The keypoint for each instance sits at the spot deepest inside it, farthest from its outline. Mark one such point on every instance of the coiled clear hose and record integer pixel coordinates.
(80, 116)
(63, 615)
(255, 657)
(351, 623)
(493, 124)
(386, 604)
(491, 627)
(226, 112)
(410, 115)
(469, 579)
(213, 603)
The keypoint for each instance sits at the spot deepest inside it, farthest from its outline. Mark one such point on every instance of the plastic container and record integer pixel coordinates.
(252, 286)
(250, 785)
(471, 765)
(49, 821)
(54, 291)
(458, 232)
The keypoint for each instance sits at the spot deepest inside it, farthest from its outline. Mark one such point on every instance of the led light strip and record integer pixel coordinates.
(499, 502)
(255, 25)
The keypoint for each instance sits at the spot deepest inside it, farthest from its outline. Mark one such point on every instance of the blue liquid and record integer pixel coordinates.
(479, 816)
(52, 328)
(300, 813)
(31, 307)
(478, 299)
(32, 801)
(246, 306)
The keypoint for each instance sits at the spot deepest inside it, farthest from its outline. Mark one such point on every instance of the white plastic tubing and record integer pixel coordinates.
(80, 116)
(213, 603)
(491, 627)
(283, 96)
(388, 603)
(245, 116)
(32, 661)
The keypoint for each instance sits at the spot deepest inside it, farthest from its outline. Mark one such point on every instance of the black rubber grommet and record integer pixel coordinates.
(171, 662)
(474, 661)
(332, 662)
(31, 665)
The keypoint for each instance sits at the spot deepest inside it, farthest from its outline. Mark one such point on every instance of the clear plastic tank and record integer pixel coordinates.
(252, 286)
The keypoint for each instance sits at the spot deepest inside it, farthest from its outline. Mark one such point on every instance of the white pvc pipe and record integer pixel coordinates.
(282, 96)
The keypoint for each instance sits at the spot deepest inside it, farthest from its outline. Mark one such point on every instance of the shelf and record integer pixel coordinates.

--

**Work request**
Write out every entry again, exactly as it appears.

**The completed task**
The keypoint for each instance sits at the spot deepest inside it, farthest from its outline. Mark one such point on every instance of the coiled clear hose and record integer pixel coordinates.
(80, 116)
(63, 615)
(255, 657)
(351, 623)
(493, 124)
(386, 604)
(491, 627)
(226, 112)
(410, 115)
(469, 579)
(213, 603)
The keypoint for each instance sits at the spot deepest inside it, farthest from its outline. Mark one such point on every instance of the plastic container and record integer pixel coordinates.
(252, 286)
(250, 785)
(471, 765)
(49, 821)
(54, 291)
(458, 232)
The keypoint for each instance sits at the spot deepest inside it, farthest from its outline. Mark one such point on every instance of the led light strip and record integer pixel coordinates.
(499, 502)
(255, 25)
The keypoint for each instance sits at the spot deepest inside it, farthest from its outline. Mark one such point on every instance of the blue liquid and record integer pixel coordinates.
(479, 816)
(52, 328)
(300, 813)
(31, 307)
(478, 299)
(32, 801)
(246, 306)
The keypoint for each instance sits at the spot deepest inside it, farthest from its outline. Mark one such point on every instance of the white plastic tubing and record integer pixel coordinates.
(80, 116)
(213, 603)
(491, 627)
(283, 96)
(388, 603)
(245, 116)
(32, 661)
The keypoint for each instance sits at the spot deepest inside it, farthest from its outline. Mark one such point on every instance of the black rubber grommet and record integer pixel coordinates.
(171, 662)
(474, 661)
(332, 662)
(31, 665)
The keypoint for each instance sits at the spot deepest inside it, farthest from its outline. Mark one such point on every instance of the clear plastic tank and record integer pixel coordinates.
(252, 286)
The keypoint for each instance sits at the spot deepest inside it, farthest from its outline. Mark one such point on every instance of the white pvc pipe and record integer pixel coordinates.
(282, 96)
The keypoint for each instance sits at the spot deepest inside it, farthest from its outline. Mark one such point on every instance of the shelf and record integer pixel coordinates.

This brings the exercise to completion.